### WORK INSTRUCTION
Retype the lines below exactly, from the one that contains "Could you please point to the eyebrow" through the last, and leave every picture out.

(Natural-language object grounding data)

******

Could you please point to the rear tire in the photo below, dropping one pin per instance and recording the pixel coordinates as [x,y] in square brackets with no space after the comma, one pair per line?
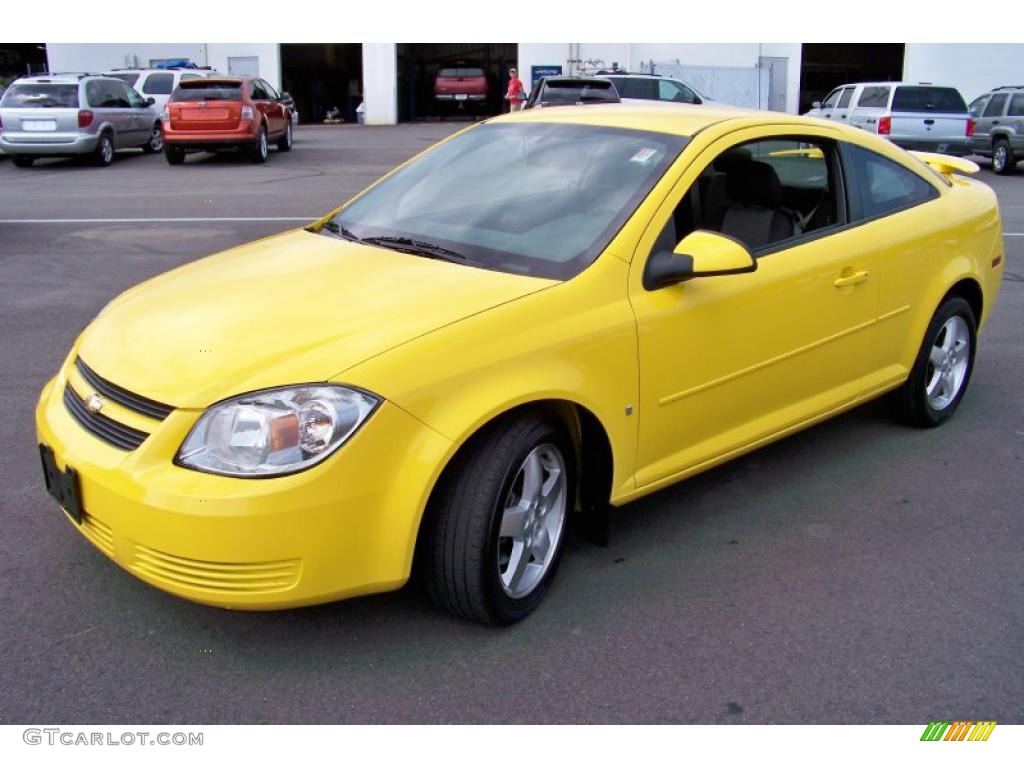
[259,152]
[156,142]
[174,155]
[285,142]
[102,156]
[942,369]
[1004,162]
[494,535]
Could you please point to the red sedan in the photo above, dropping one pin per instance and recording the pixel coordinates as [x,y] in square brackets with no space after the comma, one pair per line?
[219,114]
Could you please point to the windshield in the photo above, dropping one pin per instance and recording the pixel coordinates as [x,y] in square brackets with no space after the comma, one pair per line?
[531,198]
[42,95]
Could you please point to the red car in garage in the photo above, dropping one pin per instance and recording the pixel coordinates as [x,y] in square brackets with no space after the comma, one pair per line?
[231,114]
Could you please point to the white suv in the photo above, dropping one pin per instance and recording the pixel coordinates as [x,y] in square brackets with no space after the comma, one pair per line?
[158,84]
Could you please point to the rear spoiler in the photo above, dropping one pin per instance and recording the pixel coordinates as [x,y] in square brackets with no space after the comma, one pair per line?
[946,164]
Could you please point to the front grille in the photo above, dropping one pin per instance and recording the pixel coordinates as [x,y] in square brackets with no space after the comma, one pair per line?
[122,396]
[108,430]
[235,579]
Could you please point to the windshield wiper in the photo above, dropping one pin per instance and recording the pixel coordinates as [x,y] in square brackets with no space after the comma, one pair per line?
[418,247]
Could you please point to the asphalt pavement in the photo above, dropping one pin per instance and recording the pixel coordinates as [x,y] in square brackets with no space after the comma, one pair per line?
[860,571]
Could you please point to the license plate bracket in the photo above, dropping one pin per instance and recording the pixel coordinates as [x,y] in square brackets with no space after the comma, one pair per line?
[64,486]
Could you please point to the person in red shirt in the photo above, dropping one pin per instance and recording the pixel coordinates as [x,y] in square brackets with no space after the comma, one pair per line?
[515,93]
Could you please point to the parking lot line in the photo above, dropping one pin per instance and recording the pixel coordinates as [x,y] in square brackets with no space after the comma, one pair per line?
[159,220]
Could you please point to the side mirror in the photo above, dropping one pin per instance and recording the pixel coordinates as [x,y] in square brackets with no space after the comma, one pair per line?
[700,254]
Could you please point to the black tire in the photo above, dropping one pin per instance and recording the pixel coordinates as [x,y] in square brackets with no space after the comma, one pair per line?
[260,151]
[912,401]
[285,142]
[174,155]
[460,551]
[156,142]
[1004,162]
[102,156]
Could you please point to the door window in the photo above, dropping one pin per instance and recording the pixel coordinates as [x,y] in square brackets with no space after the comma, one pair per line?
[995,105]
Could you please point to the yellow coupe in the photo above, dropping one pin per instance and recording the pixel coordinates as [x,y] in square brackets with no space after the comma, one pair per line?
[546,315]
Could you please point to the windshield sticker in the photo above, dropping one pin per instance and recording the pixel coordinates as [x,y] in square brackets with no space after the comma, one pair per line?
[644,157]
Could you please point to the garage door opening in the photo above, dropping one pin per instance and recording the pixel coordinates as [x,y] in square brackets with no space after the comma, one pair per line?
[419,65]
[824,66]
[322,77]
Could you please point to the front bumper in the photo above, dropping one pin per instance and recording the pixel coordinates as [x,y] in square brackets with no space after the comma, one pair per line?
[81,143]
[345,527]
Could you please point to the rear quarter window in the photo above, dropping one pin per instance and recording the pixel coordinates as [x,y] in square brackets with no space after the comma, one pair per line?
[927,98]
[875,96]
[41,95]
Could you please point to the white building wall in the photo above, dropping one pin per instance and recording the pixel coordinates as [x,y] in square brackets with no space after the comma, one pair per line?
[971,68]
[380,83]
[102,56]
[633,56]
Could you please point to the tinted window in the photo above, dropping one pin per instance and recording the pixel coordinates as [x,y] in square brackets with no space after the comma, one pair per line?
[571,189]
[875,96]
[669,90]
[886,186]
[639,88]
[128,78]
[995,105]
[204,90]
[161,83]
[41,95]
[927,98]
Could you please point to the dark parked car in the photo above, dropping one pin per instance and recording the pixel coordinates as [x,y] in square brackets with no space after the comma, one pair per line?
[558,91]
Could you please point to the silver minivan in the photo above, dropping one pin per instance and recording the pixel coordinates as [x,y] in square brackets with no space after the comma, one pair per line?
[46,116]
[914,116]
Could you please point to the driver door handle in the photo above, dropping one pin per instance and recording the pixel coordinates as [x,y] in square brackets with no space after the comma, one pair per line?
[852,280]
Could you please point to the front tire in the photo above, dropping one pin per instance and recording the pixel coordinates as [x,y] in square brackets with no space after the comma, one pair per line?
[942,369]
[102,156]
[259,152]
[497,523]
[1004,162]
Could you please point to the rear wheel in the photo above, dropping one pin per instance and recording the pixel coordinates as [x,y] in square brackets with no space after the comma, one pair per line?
[174,155]
[942,370]
[497,523]
[259,152]
[103,154]
[156,142]
[285,142]
[1004,161]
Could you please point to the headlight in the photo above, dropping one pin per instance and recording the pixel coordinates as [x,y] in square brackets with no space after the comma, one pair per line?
[276,431]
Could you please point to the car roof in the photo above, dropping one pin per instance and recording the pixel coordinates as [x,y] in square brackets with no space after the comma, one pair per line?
[679,119]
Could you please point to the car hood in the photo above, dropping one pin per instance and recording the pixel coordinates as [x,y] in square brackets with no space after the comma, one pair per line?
[293,308]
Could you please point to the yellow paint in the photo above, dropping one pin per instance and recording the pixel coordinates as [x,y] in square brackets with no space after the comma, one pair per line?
[710,369]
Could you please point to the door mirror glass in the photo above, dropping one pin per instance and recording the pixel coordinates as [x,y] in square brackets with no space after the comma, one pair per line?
[700,254]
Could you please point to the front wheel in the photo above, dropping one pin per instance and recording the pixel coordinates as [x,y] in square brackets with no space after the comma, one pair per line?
[942,369]
[495,534]
[1004,161]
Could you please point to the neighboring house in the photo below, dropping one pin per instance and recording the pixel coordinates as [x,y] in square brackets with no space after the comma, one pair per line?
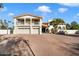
[44,27]
[27,24]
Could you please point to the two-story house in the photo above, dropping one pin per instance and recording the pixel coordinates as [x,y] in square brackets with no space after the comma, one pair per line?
[27,24]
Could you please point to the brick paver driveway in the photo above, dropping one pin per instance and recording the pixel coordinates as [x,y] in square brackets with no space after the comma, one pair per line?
[51,44]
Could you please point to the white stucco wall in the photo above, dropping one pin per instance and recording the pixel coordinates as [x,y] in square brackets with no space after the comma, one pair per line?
[70,31]
[4,32]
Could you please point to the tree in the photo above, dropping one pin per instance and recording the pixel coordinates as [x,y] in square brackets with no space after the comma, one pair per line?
[57,21]
[74,25]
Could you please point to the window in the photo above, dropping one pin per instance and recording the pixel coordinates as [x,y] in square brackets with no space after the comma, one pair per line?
[20,21]
[28,20]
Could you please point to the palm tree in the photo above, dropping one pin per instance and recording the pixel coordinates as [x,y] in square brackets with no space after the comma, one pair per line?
[57,21]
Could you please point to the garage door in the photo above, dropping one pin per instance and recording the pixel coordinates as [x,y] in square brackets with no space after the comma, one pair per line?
[23,31]
[35,31]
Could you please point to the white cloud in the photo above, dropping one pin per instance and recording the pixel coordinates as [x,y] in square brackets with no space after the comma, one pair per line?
[4,9]
[62,10]
[44,9]
[11,14]
[70,4]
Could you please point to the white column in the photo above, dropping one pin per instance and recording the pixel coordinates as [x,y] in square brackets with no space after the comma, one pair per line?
[40,26]
[30,25]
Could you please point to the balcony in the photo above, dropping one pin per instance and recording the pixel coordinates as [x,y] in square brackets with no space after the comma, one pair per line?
[36,24]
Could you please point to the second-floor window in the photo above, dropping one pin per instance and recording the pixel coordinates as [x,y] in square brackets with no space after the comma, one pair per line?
[20,21]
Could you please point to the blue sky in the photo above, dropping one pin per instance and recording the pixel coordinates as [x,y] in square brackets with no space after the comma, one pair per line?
[68,12]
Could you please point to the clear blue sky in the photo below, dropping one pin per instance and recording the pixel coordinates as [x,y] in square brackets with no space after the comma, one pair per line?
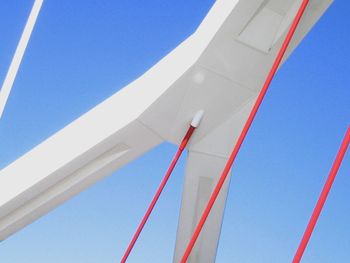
[81,52]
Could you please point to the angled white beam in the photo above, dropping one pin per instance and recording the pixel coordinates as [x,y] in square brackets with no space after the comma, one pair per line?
[17,58]
[219,69]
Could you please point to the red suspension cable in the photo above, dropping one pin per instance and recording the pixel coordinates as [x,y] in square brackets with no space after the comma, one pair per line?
[323,197]
[244,131]
[182,146]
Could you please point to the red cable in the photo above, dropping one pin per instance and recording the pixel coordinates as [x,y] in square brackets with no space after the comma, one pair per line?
[323,197]
[244,131]
[182,146]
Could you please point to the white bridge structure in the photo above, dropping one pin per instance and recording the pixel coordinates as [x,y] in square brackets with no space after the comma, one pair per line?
[219,70]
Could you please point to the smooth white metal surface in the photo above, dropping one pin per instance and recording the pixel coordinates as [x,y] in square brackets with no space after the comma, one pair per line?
[219,69]
[17,58]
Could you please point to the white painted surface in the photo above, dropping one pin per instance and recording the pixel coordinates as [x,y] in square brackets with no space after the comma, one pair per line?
[213,71]
[17,58]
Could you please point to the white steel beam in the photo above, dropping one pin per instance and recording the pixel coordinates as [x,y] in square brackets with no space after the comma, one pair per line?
[219,69]
[17,58]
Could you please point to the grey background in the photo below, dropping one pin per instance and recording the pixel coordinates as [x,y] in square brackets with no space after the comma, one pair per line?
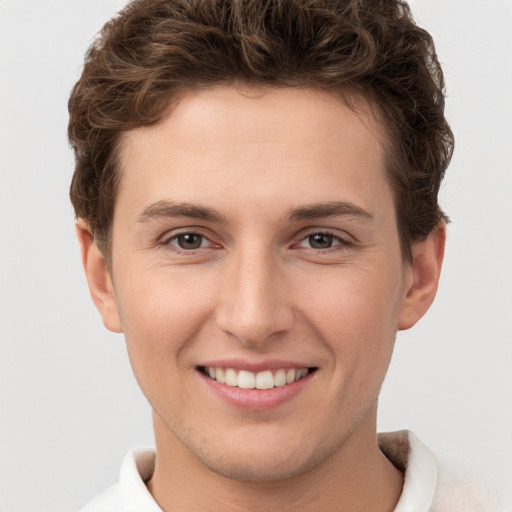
[69,406]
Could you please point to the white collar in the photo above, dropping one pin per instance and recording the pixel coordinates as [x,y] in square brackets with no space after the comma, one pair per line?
[402,448]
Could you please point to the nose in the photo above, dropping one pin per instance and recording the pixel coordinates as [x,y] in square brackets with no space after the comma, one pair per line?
[253,304]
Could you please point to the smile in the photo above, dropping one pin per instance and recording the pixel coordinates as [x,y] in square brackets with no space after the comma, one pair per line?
[266,379]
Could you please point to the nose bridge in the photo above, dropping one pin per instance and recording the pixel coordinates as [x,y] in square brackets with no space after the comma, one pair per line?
[253,304]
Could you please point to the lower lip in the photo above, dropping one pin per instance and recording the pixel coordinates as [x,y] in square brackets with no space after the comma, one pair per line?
[256,399]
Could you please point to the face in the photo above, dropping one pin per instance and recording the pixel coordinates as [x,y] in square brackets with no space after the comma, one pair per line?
[257,277]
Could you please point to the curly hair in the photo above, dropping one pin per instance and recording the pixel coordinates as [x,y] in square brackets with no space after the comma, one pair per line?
[154,51]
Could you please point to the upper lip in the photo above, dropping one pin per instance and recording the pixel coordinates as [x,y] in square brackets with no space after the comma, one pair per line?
[255,366]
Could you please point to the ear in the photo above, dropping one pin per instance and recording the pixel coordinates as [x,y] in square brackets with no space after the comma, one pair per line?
[422,277]
[98,278]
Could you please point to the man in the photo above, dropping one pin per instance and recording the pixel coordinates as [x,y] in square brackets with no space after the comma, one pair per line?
[256,193]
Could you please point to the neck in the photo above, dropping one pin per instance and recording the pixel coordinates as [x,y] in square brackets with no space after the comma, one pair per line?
[357,477]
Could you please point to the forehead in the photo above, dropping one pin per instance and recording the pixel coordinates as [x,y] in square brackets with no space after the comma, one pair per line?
[254,142]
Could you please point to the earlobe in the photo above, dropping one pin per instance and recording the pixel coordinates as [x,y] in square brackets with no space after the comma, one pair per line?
[98,278]
[423,279]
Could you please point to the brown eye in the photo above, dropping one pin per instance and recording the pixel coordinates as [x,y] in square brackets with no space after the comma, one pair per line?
[321,240]
[188,241]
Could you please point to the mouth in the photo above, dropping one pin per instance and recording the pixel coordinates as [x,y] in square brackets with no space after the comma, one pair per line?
[266,379]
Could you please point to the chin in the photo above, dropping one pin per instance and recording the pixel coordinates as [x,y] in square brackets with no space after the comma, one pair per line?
[263,461]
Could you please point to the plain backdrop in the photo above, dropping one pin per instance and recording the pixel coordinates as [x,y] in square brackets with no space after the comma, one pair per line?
[69,405]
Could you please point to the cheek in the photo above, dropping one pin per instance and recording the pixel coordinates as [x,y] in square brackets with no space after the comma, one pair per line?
[355,312]
[161,310]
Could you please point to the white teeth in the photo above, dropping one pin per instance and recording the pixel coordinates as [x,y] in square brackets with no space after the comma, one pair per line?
[290,376]
[220,376]
[266,379]
[231,377]
[280,378]
[246,380]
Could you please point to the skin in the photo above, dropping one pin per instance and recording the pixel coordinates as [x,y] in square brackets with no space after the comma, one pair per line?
[259,288]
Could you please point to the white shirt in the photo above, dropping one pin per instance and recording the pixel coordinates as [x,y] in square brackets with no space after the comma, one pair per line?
[426,488]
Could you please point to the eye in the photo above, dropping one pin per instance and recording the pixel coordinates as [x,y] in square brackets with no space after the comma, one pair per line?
[322,240]
[189,241]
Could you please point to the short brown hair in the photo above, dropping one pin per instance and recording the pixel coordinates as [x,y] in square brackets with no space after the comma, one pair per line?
[153,51]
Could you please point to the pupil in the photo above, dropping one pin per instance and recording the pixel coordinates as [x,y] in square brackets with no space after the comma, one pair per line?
[320,241]
[189,241]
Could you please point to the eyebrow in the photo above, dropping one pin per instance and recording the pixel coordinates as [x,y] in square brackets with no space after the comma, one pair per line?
[163,209]
[330,209]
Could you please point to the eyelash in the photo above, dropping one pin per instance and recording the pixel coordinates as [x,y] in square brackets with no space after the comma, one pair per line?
[336,241]
[168,241]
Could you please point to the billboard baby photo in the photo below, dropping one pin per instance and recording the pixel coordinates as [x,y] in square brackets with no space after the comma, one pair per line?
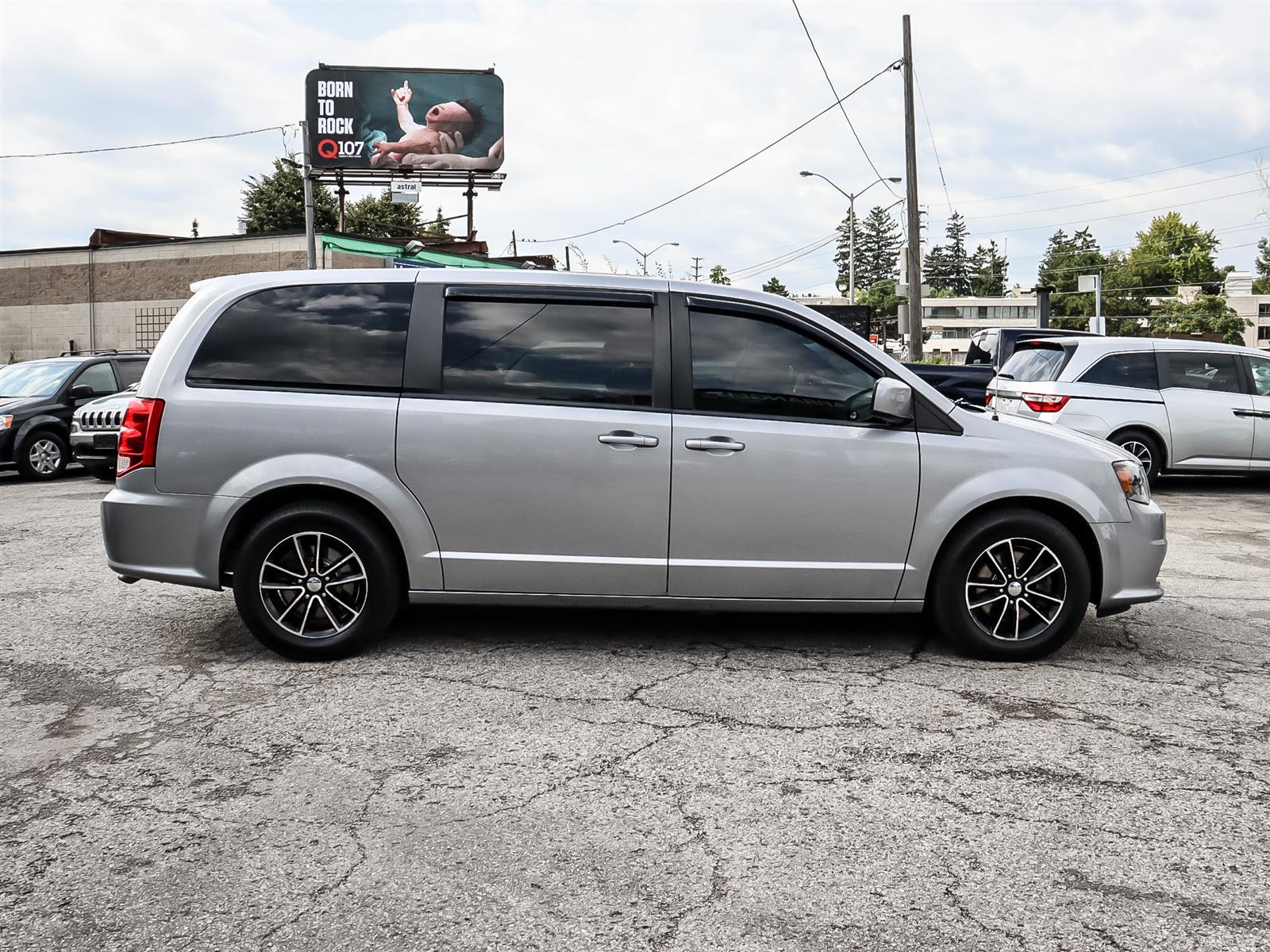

******

### EXERCISE RESULT
Could you please point to the eyebrow in the photo above, dropping one pin per instance and recording the pixel coordinates as [x,y] in square brackets with no space after the comma, one pair per line?
[163,209]
[330,209]
Could you please point to the eyelash in the photo above, dropping one pin per instance and recording the pixel coordinates as [x,y] in square brackets with no space after the comma, one pair per line?
[336,241]
[168,241]
Could you please point to the billboard baby photo in the photo below, dropping one pin per instance and recording the pixel coordinates as [x,y] in square brackets with no space after the comma, one pair per line?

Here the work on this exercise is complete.